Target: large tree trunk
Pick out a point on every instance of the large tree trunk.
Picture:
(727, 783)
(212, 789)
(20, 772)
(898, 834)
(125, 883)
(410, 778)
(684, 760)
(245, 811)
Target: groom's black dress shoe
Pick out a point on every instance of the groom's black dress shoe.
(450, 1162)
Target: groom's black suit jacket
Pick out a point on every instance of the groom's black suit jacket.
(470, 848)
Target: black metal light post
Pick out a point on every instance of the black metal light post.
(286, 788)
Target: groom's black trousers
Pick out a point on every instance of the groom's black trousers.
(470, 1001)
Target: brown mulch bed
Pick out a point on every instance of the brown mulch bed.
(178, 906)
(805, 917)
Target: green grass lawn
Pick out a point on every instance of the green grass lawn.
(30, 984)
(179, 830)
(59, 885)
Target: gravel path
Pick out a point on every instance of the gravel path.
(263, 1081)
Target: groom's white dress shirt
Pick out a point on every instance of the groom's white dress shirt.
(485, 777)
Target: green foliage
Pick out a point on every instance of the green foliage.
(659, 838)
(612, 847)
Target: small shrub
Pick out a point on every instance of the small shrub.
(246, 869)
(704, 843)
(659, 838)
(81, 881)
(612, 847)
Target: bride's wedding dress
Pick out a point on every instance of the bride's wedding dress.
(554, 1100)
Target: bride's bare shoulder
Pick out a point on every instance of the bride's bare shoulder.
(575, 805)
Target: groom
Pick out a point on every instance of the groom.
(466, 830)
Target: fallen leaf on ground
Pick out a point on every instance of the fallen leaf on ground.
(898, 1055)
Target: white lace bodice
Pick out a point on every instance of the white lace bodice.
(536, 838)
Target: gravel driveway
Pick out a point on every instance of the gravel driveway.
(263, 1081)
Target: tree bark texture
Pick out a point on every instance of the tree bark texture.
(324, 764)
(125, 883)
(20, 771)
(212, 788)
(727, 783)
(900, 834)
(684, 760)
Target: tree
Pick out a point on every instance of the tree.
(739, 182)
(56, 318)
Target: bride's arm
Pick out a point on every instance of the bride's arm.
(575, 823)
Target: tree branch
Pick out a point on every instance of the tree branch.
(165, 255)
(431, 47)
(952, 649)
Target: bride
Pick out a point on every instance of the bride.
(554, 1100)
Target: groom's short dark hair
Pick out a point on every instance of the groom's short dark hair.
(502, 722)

=-=-=-=-=

Look through the records above and please copy every line in which the string "large" occurs.

- _Your solution_:
Target: large tree trunk
Pick out a point on every instance of the large tree trunk.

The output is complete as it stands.